--- Start Source ---

I'm a student using stochastic optimization in energy systems and I have a particular phenomena in an optimization problem that I think must occur in finance aswell, so I have been trying to find allegorical cases and terminology in finance literature. Please bear with my amateurism!
Simplified problem: I make a decision at $t=0$ to install capacity $x^G$ units of an electricity generator for an discounted annualised CAPEX cost of (say) $C^G=70€$ per unit installed. The electricity will be sold on the market at price $\pi_t$, at time $t=1$.
The payoff at $t=1$ is thus:
$V_1= (\pi_1 - C^G) \cdot x^G$
However the market price is uncertain with two possible scenarios $w_1$, $w_2$:
$\pi_1(w_1)=300€$, giving a positive payoff $V_1(w_1)=230€ \cdot x^G$ with probability $P(w_1)=0.25$
$\pi_1(w_2)=10€$, giving a loss of $V_1(w_2)=-60€ \cdot x^G$ with probability $P(w_2)=0.75$
As such, the expected value of my payoff is positive:
$E[V_1]= 6.25 \cdot x^G$
If I am risk neutral, my objective function will be:
$\underset{x^G}{\max} E[V_1]$
Which will lead the optimizer to simply increase the capacity installed $x^G$ to its heart's content because increasing $x^G$ always increases the expected value.

--- End Source ---

- What you will do:
Repeat the passage of the optimization post that opens with "I'm a student" and closes with "with my amateurism!", swapping "energy systems" for "power systems".

--- Start Data lines ---

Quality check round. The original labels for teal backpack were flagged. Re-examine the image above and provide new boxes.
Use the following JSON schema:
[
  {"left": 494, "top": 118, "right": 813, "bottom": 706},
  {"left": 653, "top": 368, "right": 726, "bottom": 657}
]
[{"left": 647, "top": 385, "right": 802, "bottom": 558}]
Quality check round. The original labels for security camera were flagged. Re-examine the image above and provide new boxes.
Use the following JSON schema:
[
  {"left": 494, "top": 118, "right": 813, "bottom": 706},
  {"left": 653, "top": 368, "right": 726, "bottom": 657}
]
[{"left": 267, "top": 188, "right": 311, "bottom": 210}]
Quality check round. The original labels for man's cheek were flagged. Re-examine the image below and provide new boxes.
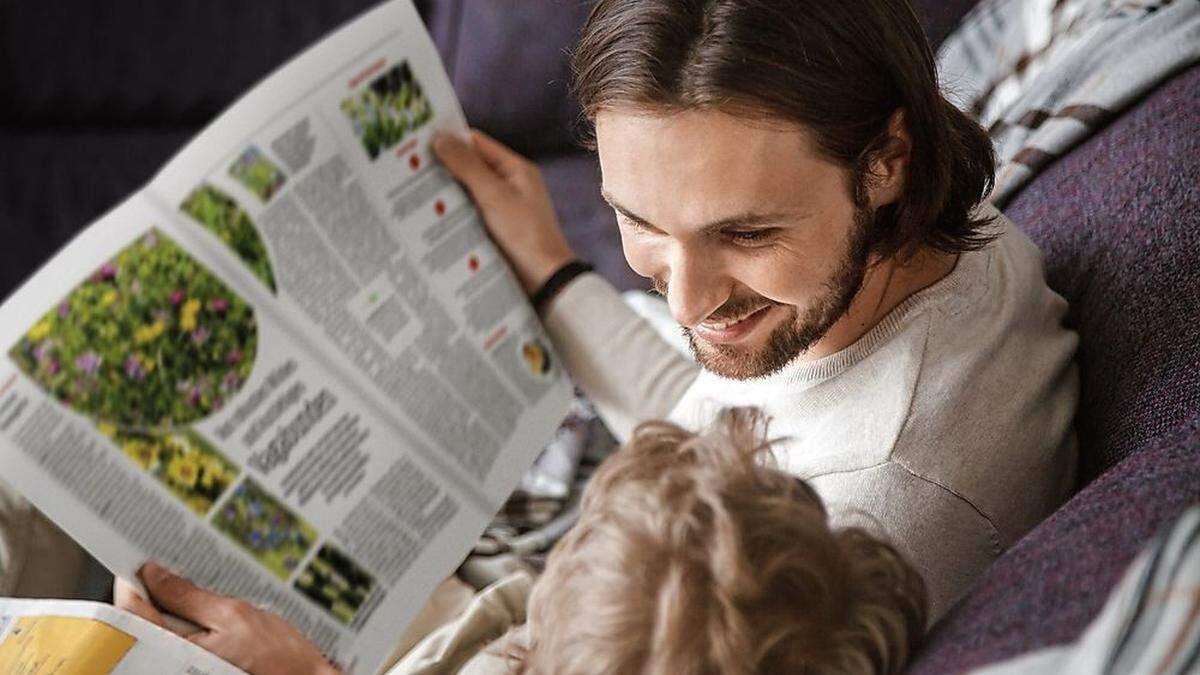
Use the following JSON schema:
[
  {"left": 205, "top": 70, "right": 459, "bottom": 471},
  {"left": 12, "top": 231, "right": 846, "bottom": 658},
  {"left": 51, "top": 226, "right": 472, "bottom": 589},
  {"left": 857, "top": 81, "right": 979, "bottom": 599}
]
[{"left": 620, "top": 235, "right": 670, "bottom": 279}]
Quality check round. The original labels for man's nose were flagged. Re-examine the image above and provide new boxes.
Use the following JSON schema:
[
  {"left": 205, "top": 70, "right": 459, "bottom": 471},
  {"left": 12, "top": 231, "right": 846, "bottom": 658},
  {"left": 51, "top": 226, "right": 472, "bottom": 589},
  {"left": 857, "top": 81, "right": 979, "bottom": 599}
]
[{"left": 667, "top": 251, "right": 730, "bottom": 327}]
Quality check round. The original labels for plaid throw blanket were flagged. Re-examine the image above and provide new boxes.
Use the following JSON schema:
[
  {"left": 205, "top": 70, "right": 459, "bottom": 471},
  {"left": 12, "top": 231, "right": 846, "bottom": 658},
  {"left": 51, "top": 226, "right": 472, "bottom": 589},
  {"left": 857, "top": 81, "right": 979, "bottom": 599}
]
[
  {"left": 938, "top": 0, "right": 1200, "bottom": 207},
  {"left": 972, "top": 506, "right": 1200, "bottom": 675}
]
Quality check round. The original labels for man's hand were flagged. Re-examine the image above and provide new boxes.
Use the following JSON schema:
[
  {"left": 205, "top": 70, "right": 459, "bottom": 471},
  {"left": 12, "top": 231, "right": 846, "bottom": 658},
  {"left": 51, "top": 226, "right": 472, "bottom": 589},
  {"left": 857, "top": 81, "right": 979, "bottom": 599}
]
[
  {"left": 433, "top": 131, "right": 575, "bottom": 294},
  {"left": 113, "top": 562, "right": 338, "bottom": 675}
]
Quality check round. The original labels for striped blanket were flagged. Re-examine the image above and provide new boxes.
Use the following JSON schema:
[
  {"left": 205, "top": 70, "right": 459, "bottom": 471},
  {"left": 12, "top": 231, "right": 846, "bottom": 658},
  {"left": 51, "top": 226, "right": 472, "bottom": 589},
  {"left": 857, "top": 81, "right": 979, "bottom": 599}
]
[
  {"left": 972, "top": 506, "right": 1200, "bottom": 675},
  {"left": 938, "top": 0, "right": 1200, "bottom": 208}
]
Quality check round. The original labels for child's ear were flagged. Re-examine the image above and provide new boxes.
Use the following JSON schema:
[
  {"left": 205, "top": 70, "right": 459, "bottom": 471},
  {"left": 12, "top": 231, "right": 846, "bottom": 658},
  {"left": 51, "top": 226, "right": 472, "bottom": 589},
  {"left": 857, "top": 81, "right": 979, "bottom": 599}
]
[{"left": 868, "top": 108, "right": 912, "bottom": 209}]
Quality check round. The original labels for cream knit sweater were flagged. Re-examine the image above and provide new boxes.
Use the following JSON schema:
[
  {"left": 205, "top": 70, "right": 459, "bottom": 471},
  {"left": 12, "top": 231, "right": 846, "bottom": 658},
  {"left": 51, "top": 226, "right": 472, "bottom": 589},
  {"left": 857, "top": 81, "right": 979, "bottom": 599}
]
[{"left": 546, "top": 216, "right": 1079, "bottom": 619}]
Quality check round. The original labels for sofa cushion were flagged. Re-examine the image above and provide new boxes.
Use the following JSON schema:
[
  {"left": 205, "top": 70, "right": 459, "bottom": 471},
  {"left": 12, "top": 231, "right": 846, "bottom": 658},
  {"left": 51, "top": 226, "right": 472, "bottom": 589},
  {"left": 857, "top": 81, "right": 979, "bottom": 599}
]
[
  {"left": 538, "top": 153, "right": 648, "bottom": 291},
  {"left": 0, "top": 0, "right": 388, "bottom": 125},
  {"left": 908, "top": 422, "right": 1200, "bottom": 675},
  {"left": 0, "top": 127, "right": 190, "bottom": 298},
  {"left": 1004, "top": 66, "right": 1200, "bottom": 480},
  {"left": 427, "top": 0, "right": 590, "bottom": 155},
  {"left": 911, "top": 0, "right": 979, "bottom": 50}
]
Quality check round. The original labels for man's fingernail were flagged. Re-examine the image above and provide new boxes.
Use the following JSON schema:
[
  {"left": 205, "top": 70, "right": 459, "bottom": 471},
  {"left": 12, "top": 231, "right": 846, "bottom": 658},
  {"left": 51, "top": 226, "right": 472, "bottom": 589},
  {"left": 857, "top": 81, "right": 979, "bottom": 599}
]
[
  {"left": 139, "top": 562, "right": 170, "bottom": 583},
  {"left": 433, "top": 133, "right": 462, "bottom": 153}
]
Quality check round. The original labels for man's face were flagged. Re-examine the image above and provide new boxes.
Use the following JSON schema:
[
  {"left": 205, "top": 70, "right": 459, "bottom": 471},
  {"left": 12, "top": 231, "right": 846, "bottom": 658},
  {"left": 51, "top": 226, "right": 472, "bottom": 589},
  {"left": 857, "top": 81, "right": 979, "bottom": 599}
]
[{"left": 596, "top": 110, "right": 872, "bottom": 380}]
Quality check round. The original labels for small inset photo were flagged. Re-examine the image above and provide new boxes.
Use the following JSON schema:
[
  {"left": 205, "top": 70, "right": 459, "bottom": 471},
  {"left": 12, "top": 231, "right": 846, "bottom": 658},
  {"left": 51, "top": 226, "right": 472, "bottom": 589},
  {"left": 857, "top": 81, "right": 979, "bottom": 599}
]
[
  {"left": 229, "top": 145, "right": 287, "bottom": 204},
  {"left": 212, "top": 478, "right": 317, "bottom": 581},
  {"left": 295, "top": 543, "right": 376, "bottom": 626},
  {"left": 520, "top": 338, "right": 554, "bottom": 380},
  {"left": 341, "top": 61, "right": 433, "bottom": 160}
]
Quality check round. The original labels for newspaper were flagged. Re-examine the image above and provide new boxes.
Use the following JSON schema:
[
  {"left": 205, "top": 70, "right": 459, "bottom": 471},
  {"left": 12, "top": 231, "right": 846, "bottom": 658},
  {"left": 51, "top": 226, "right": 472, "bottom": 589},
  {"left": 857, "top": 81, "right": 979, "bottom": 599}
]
[
  {"left": 0, "top": 0, "right": 571, "bottom": 674},
  {"left": 0, "top": 599, "right": 241, "bottom": 675}
]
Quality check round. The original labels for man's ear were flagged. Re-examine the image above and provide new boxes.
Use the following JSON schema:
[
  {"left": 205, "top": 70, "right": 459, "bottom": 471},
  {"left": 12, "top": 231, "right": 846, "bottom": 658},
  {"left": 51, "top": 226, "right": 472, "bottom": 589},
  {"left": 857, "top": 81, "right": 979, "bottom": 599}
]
[{"left": 868, "top": 108, "right": 912, "bottom": 208}]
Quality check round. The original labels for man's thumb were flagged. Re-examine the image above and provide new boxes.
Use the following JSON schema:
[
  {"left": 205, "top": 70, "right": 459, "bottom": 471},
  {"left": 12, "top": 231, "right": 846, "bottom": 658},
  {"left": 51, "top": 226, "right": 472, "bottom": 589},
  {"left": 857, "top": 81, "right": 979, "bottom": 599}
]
[{"left": 433, "top": 133, "right": 500, "bottom": 202}]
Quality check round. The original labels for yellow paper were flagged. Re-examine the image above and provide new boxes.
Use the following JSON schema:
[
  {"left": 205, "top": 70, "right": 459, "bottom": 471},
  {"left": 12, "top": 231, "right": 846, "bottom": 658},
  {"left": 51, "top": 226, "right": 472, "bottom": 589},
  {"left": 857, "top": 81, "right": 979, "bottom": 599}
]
[{"left": 0, "top": 616, "right": 137, "bottom": 675}]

--- End Data lines ---

- Answer:
I'm a student using stochastic optimization in power systems and I have a particular phenomena in an optimization problem that I think must occur in finance aswell, so I have been trying to find allegorical cases and terminology in finance literature. Please bear with my amateurism!